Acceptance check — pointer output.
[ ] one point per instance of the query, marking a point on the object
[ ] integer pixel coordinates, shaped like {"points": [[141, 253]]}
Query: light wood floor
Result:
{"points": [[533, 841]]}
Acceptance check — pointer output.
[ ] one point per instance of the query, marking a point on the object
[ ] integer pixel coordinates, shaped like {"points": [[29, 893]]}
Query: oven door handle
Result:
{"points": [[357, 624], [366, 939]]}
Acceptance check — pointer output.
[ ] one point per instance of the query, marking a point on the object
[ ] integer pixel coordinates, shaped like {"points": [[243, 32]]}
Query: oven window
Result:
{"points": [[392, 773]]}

Exercise brief:
Identify each line in the data above that contains the word "points", and copy those lines in full.

Exercise response:
[ ] integer pixel coordinates, shaped like {"points": [[141, 253]]}
{"points": [[533, 841]]}
[ ] integer pixel coordinates, shaped like {"points": [[29, 893]]}
{"points": [[357, 624], [366, 939]]}
[ ] integer pixel coordinates, shaped like {"points": [[243, 32]]}
{"points": [[392, 773]]}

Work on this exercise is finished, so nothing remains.